Phillip Souta speaks to Jolyon Maugham QC who was centre stage of the legal battles that happened around Brexit. Was trying to stop Brexit in the courts right and what might its legacy be?
Jolyon Maugham QC spoke to me a few weeks before the UK general election. Brexit has now happened, but the legal battles that preceeded it continue to resonate. He is a campaigning barrister who has been involved in many of the most controversial Brexit-related cases of the last few years. Six days after the EU withdrawal referendum in 2016 he started crowd-funding for the first Gina Miller case on whether the government should be able to give the article 50 of the Treaty on European Union notice without reference to Parliament and was more recently involved in the second Miller case on prorogation.
There have been a lot of cases. There was an initial case in Dublin to establish whether article 50 could be revoked. There was a case against the Electoral Commission to establish whether or not the it had correctly applied the law. There was a case in the Netherlands to establish whether EU citizenship was a right that would remain with UK citizens in the EU on Brexit day. There was a case to establish whether an emergency Statutory Instrument made to deal with medicine shortages in case of ‘no deal’ was ultra vires. There was a case seeking to force the Prime Minister to comply with the terms of the EU Withdrawal (No.2) Act, known as the ‘Benn Act’. There was a case brought in his name to establish the lawfulness of the Withdrawal Agreement. There was the Wightman case, which established the unilateral revocability of article 50, and the case against the Secretary of State for Exiting the European Union to procure the release of the Whitehall cross-sector analysis of the economic impacts of Brexit. He has been involved in all of the successful so-called Brexit cases, and several of the unsuccessful ones.
The Conservative party promised to “look at the broader aspects of our constitution: the relationship between the Government, Parliament and the courts [and] the functioning of the Royal Prerogative…” and to “ensure that judicial review is available to protect the rights of the individuals against an overbearing state, while ensuring that it is not abused to conduct politics by another means or to create needless delays.” It is difficult to conclude that those promises are not at least somewhat linked to the defeats suffered by the government in the courts, at the hands of Gina Miller, Joanna Cherry MP, Jolyon Maugham QC, David Pannick QC, and others.
Phillip Souta (PS): What links all of these cases together, apart from Brexit?
Jolyon Maugham (JM): They all raise governance type concerns. The sorts of concerns that you’d expect a lawyer to have.
PS: Were you trying to stop Brexit?
JM: In the fairly robust political debates around Brexit, I’m often said to be a “wrecker” or “using my legal skills to block Brexit”, but the truth is rather more nuanced. In 2016 when article 50 was invoked I said I would have invoked it even if I had been an MP in a heavily remain area. I have deliberately chosen not to be party to any of the cases that have sought to block Brexit, and fundamentally, I suppose I have always been guided by one of two principles. One is enabling Parliament to do its job and the other is ameliorating the impact of Brexit on UK citizens. The Netherlands case would fall into that last category.

* * *

WHAT THIS TASK INVOLVES → Reproduce the passage of the Brexit interview that begins with the words "PS: Were you" and ends after the words "that last category.".

SUPPLIED DATA →
* * *

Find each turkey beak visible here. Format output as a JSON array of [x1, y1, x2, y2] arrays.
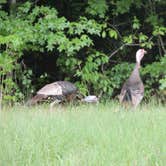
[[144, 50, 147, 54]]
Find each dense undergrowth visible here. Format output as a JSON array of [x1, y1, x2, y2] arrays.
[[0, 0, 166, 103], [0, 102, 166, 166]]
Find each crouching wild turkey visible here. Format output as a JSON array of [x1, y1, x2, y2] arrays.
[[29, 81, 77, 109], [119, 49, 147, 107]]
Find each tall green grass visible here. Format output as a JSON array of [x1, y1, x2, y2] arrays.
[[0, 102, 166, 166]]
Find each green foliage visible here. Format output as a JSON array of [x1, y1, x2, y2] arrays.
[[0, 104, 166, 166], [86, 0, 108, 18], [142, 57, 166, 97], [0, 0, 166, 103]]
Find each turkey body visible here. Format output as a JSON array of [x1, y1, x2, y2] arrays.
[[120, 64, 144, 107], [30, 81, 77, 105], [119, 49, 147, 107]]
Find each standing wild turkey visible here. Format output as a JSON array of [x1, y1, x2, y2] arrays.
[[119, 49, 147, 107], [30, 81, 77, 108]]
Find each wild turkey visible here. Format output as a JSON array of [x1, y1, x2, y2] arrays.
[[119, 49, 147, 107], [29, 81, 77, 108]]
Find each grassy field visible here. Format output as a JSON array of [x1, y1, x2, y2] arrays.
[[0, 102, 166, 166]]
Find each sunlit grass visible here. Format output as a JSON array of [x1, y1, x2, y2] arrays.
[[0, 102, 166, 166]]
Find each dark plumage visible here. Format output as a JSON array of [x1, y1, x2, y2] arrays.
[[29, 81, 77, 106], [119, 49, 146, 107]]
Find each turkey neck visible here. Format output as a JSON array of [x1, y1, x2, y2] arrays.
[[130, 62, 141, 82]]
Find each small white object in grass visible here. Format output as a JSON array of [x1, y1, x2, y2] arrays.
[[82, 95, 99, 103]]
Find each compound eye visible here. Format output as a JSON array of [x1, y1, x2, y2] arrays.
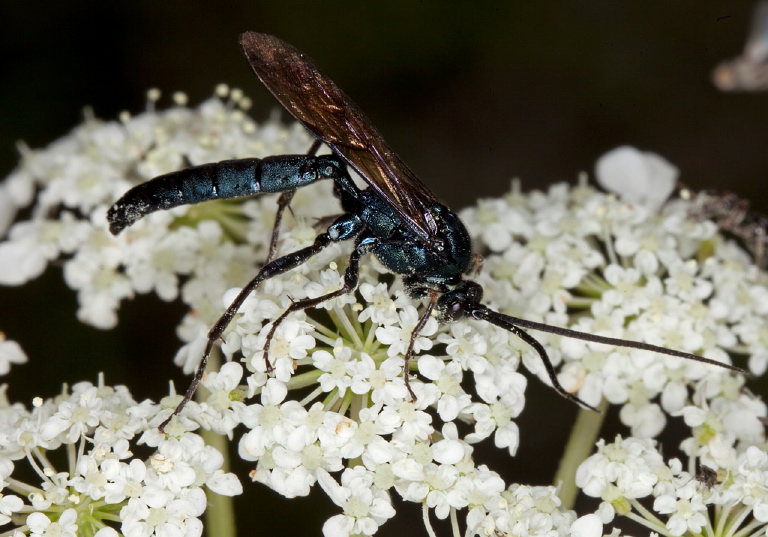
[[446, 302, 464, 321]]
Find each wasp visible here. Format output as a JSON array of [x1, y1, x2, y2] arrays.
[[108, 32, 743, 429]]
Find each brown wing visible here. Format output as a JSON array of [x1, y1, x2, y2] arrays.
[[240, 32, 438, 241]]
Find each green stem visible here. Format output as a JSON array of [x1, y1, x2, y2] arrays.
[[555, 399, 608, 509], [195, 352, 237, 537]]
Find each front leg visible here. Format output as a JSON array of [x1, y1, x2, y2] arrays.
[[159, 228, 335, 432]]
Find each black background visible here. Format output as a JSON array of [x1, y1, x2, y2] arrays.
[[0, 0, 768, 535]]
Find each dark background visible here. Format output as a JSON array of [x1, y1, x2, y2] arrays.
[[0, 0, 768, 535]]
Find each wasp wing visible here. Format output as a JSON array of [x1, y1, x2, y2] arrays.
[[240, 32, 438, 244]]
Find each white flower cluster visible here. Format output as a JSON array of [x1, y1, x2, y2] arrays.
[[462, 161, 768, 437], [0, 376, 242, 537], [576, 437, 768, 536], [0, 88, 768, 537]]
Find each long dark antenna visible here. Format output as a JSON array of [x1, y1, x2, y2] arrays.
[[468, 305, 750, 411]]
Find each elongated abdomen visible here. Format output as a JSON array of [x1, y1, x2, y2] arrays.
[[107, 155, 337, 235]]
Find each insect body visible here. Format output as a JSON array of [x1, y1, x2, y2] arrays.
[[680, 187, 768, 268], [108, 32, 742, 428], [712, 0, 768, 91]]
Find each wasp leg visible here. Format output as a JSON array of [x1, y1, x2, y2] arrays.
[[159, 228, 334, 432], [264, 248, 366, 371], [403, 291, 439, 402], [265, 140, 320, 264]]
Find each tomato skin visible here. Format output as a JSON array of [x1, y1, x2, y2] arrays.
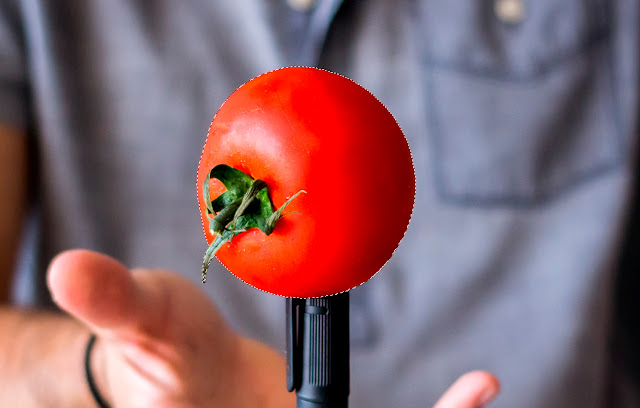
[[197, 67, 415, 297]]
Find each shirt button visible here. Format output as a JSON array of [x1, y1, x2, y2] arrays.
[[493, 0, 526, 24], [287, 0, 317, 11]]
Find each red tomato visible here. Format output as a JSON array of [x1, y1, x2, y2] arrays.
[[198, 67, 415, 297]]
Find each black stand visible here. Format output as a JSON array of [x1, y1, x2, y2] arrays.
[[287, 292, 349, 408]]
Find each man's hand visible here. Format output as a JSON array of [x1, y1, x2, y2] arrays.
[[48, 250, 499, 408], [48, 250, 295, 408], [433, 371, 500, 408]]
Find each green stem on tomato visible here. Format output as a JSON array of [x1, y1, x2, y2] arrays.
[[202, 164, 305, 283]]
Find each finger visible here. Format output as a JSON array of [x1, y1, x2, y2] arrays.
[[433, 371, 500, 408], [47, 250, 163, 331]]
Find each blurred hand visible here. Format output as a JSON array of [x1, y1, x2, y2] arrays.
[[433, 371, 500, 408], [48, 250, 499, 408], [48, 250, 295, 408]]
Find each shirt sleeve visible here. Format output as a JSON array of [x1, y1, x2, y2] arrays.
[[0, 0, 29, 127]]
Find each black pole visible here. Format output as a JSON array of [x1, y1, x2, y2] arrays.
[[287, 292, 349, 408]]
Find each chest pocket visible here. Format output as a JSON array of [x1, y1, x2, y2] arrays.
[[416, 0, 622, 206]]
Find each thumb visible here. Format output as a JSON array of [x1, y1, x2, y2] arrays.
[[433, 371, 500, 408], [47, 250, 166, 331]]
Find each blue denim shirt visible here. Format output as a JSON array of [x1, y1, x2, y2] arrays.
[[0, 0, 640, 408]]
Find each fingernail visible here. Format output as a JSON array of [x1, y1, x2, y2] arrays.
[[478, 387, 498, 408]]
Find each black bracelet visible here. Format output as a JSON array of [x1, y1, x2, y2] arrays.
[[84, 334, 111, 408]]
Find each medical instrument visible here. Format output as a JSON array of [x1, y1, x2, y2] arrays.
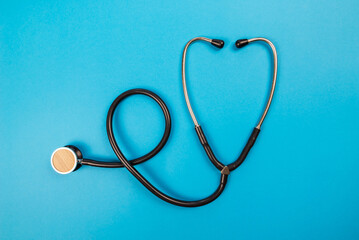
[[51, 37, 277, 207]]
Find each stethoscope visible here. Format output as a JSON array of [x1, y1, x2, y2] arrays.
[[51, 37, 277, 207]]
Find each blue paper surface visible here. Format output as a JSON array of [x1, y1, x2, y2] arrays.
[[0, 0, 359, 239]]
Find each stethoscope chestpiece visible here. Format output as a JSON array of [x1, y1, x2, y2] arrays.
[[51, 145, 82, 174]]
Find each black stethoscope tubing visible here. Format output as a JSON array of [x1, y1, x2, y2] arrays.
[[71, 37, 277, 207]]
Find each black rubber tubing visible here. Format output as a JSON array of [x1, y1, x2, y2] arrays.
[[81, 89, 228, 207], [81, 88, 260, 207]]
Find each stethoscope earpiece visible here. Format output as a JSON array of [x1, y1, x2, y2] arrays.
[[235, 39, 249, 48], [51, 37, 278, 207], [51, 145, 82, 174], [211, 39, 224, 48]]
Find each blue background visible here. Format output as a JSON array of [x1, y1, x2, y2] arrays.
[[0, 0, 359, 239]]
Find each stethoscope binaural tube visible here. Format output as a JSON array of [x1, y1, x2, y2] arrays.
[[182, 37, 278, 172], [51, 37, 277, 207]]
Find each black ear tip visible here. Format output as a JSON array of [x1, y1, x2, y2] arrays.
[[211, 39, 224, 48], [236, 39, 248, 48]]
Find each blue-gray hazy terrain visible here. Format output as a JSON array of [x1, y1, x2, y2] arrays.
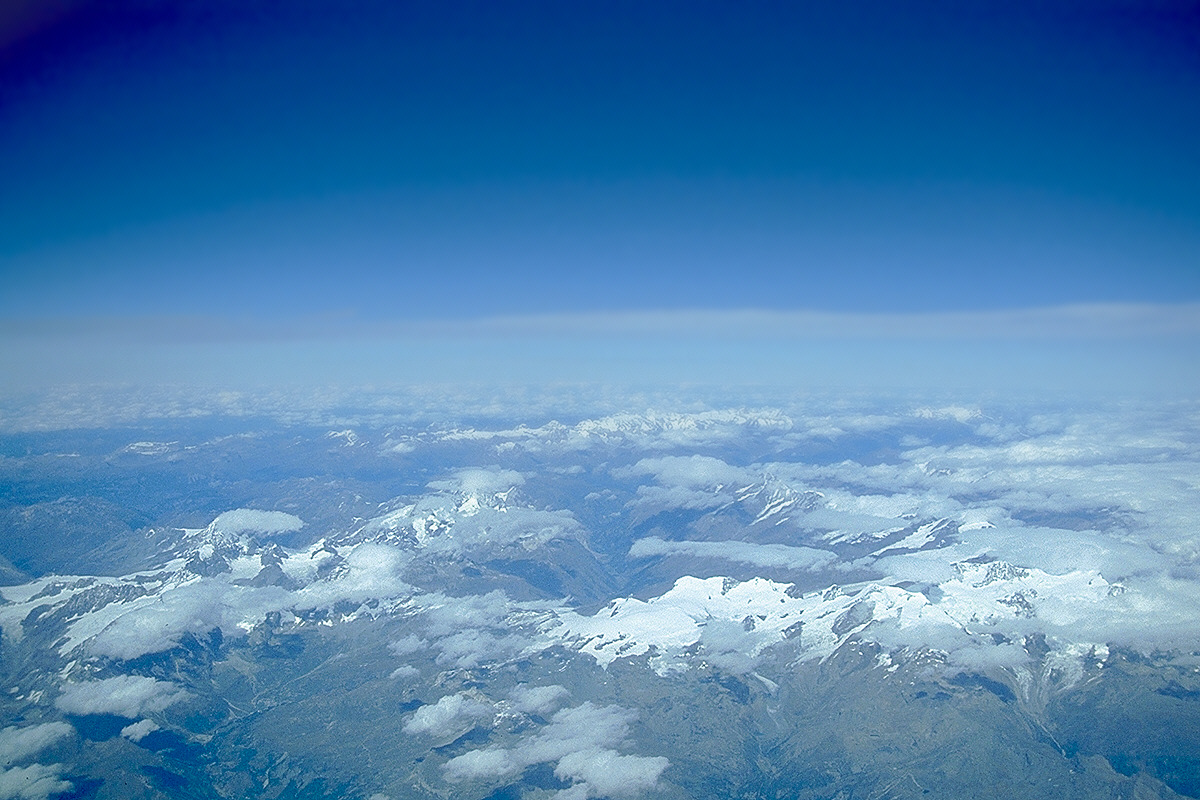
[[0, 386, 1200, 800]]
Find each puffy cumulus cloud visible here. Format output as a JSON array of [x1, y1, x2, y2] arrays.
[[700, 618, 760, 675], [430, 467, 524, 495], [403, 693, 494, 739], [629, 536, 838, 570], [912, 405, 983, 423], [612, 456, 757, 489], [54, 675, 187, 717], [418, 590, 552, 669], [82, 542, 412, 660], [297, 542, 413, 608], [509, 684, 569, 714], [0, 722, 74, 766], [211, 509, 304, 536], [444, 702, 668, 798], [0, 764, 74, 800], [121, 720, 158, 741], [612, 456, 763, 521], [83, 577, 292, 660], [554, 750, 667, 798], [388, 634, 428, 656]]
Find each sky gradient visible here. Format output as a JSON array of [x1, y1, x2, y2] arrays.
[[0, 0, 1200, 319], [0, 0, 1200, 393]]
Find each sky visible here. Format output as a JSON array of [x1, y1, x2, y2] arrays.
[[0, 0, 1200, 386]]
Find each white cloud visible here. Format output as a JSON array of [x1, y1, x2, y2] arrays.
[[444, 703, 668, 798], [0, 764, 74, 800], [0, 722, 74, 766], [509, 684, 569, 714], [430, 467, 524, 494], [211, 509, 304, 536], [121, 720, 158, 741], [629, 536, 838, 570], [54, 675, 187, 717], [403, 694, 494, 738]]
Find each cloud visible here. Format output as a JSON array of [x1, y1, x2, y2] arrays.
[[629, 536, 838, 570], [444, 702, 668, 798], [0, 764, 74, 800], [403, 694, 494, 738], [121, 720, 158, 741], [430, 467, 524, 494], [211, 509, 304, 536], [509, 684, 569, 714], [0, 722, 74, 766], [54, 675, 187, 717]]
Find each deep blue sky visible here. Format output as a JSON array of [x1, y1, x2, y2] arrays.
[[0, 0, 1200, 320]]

* * *

TASK RESULT →
PS: Were you trying to stop Brexit?
JM: In the fairly robust political debates around Brexit, I’m often said to be a “wrecker” or “using my legal skills to block Brexit”, but the truth is rather more nuanced. In 2016 when article 50 was invoked I said I would have invoked it even if I had been an MP in a heavily remain area. I have deliberately chosen not to be party to any of the cases that have sought to block Brexit, and fundamentally, I suppose I have always been guided by one of two principles. One is enabling Parliament to do its job and the other is ameliorating the impact of Brexit on UK citizens. The Netherlands case would fall into that last category.